> **Records for the task**
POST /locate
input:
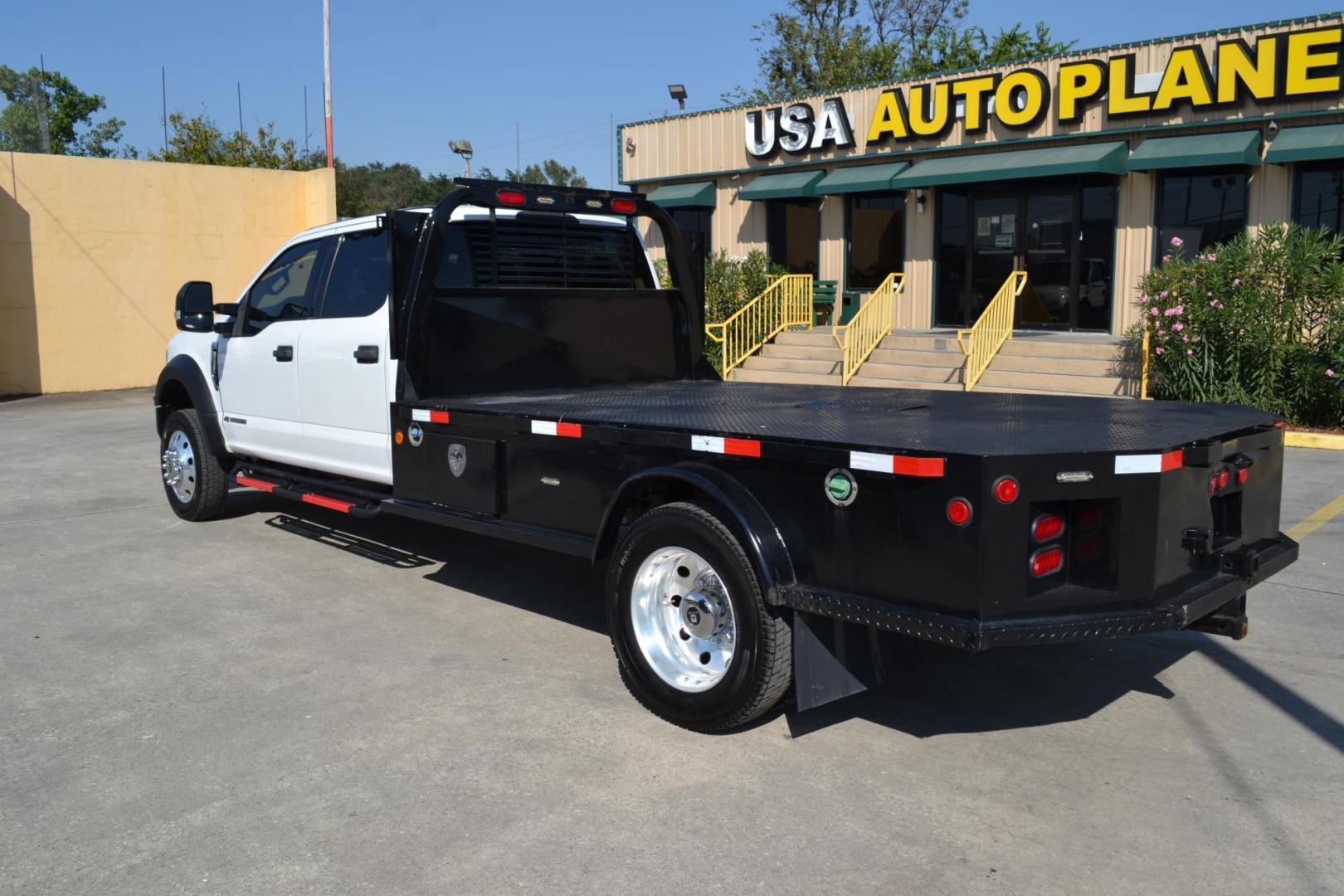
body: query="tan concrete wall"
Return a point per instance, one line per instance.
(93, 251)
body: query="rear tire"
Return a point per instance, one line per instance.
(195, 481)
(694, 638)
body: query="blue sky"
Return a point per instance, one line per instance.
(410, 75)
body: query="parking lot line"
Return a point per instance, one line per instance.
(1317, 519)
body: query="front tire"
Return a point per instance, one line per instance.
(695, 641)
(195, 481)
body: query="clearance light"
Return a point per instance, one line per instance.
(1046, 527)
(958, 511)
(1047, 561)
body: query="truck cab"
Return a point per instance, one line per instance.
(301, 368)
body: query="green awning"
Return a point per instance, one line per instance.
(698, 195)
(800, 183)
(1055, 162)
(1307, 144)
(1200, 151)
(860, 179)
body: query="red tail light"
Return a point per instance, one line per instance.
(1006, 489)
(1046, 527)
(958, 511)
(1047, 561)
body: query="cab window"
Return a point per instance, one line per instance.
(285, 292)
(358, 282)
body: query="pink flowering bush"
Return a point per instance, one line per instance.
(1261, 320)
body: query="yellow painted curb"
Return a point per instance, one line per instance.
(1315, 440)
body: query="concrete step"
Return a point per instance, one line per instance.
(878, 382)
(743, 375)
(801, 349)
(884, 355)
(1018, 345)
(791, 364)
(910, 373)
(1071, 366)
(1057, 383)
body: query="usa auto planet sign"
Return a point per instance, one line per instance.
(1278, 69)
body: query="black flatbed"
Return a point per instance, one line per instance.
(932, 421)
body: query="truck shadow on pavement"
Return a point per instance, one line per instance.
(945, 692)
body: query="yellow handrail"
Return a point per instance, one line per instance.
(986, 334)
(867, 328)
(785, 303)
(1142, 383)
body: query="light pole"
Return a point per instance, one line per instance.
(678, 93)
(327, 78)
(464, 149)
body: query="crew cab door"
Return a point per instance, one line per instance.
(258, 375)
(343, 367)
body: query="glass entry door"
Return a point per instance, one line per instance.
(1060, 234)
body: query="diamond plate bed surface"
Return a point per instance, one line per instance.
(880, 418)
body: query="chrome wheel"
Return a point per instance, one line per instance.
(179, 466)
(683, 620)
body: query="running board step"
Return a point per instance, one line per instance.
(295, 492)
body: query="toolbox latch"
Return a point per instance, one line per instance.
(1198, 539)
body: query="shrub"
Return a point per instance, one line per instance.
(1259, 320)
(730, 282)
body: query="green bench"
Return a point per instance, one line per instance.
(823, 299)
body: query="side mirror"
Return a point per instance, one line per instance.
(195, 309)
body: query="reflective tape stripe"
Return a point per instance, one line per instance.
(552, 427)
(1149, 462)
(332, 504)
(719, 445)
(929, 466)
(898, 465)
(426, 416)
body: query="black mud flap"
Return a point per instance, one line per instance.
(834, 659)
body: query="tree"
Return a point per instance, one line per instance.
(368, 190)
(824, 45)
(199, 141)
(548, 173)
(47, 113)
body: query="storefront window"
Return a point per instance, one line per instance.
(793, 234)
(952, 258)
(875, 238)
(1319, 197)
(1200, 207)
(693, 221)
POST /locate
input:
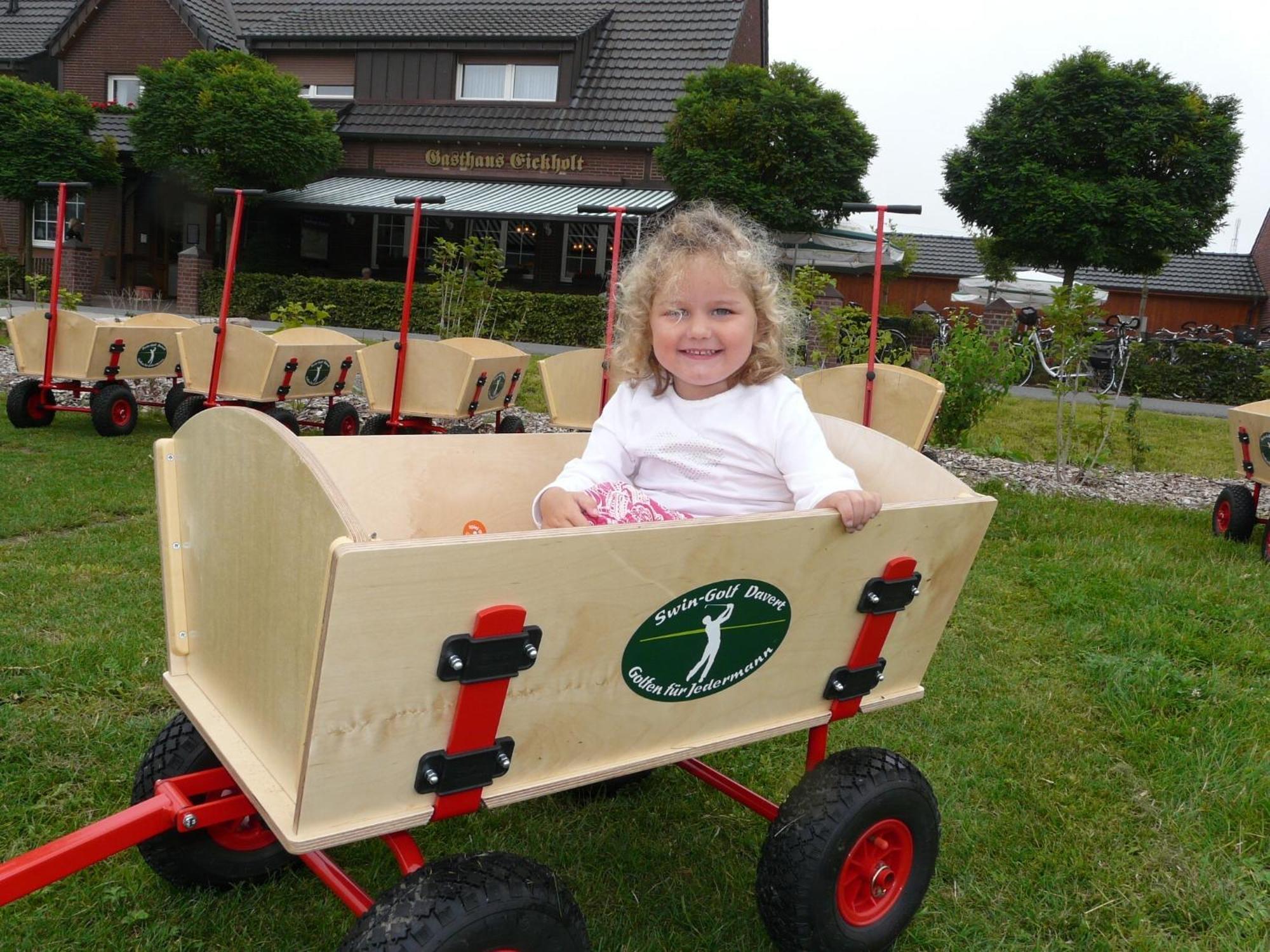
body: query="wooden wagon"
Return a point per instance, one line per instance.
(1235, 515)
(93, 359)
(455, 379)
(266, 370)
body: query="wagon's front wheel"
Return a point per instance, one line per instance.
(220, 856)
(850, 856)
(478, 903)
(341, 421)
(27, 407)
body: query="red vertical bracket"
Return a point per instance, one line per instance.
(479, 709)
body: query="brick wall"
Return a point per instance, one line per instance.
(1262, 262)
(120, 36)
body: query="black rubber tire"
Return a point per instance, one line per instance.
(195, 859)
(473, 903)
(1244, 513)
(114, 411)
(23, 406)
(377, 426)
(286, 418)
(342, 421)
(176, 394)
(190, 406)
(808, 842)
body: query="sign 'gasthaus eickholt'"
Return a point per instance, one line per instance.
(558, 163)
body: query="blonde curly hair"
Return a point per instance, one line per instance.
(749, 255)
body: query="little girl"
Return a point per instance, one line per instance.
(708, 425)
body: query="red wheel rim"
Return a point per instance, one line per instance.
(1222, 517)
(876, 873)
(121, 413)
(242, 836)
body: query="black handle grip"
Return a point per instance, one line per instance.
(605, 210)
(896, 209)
...
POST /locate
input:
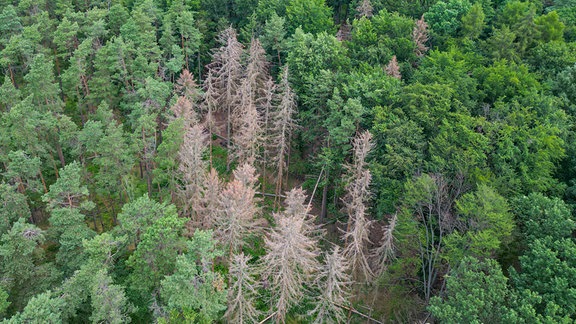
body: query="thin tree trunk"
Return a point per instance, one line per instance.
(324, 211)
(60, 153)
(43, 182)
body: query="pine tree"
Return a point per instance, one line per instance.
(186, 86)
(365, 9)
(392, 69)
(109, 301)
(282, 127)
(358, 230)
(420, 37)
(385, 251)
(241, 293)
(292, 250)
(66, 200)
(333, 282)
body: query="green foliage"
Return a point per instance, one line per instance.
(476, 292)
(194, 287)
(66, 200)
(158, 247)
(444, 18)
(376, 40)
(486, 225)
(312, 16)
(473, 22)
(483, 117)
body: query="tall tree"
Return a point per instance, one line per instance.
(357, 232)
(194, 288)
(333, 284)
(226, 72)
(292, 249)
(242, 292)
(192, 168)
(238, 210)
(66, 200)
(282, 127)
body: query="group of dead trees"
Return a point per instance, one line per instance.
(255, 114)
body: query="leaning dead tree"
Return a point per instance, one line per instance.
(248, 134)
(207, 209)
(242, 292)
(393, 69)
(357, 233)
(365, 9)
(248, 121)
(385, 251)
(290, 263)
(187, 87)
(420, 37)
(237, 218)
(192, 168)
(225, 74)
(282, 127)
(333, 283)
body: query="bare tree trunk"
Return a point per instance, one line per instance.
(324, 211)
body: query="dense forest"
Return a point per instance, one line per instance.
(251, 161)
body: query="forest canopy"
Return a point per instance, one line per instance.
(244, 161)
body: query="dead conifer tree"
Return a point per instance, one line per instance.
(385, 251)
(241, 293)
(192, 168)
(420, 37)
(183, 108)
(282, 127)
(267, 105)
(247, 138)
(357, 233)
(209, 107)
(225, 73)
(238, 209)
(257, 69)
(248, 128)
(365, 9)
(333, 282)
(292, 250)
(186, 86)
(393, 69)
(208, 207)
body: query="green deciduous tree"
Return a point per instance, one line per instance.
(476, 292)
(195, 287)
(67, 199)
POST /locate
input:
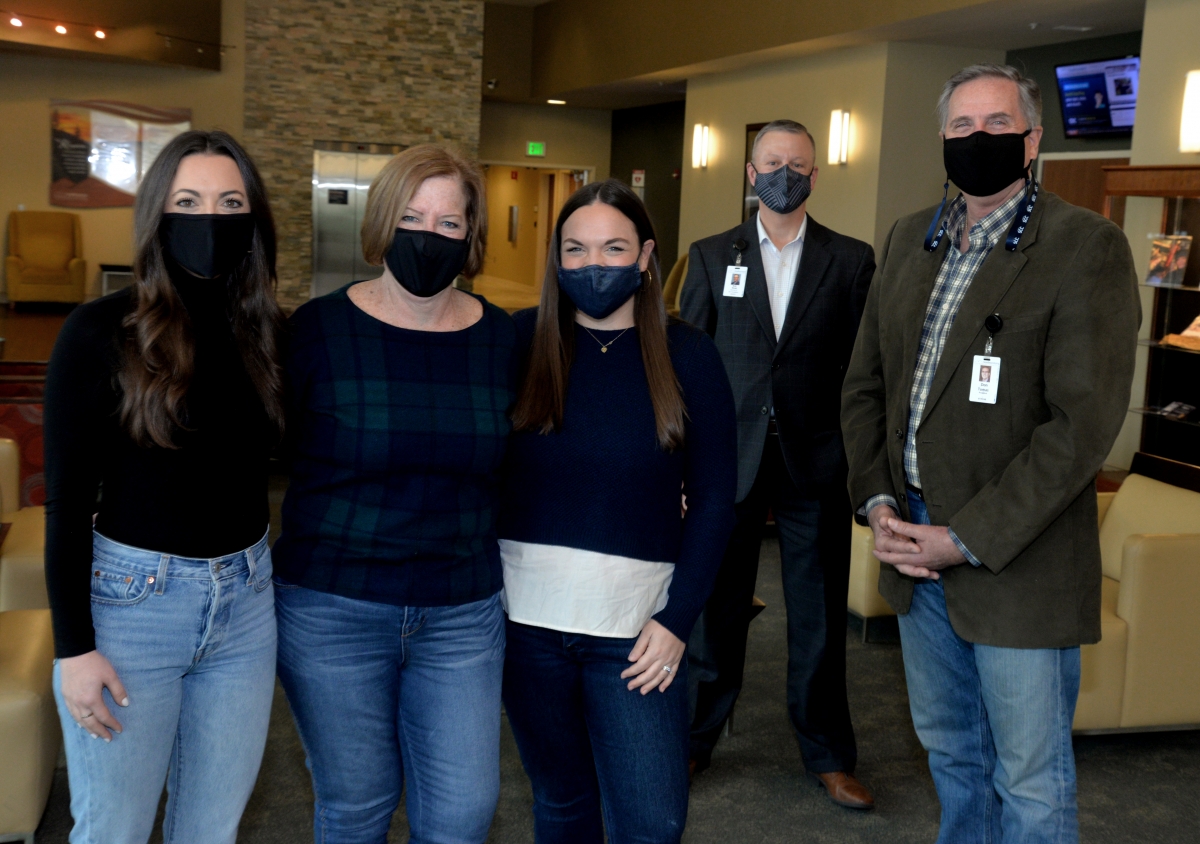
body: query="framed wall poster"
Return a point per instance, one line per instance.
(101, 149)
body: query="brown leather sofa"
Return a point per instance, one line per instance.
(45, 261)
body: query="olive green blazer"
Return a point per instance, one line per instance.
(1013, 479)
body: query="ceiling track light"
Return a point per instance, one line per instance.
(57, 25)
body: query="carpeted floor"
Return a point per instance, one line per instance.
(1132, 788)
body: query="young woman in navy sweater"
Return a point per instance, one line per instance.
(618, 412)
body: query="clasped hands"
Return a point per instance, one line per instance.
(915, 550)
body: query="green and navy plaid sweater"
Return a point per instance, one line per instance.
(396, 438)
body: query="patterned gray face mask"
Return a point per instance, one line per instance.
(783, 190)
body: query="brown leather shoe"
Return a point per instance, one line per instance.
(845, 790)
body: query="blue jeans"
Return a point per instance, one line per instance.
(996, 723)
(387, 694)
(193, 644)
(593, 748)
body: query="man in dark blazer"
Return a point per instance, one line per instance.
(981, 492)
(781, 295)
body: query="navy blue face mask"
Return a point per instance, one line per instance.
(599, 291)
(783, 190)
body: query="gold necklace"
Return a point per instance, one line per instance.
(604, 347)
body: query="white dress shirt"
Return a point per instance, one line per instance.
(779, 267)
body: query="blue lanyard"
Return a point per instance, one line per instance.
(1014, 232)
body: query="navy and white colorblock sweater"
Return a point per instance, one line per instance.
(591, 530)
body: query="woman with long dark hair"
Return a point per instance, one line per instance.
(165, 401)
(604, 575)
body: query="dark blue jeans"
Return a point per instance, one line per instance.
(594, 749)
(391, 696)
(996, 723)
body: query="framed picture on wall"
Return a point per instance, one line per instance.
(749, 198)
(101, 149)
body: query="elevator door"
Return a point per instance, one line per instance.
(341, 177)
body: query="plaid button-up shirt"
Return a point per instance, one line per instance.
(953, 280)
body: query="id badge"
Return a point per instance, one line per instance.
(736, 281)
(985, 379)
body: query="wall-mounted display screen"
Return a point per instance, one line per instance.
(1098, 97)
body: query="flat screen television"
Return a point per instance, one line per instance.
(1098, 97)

> **Your objective**
Please tally the lines in the entries above that contain the string "white" and give only the number.

> **Solved problem**
2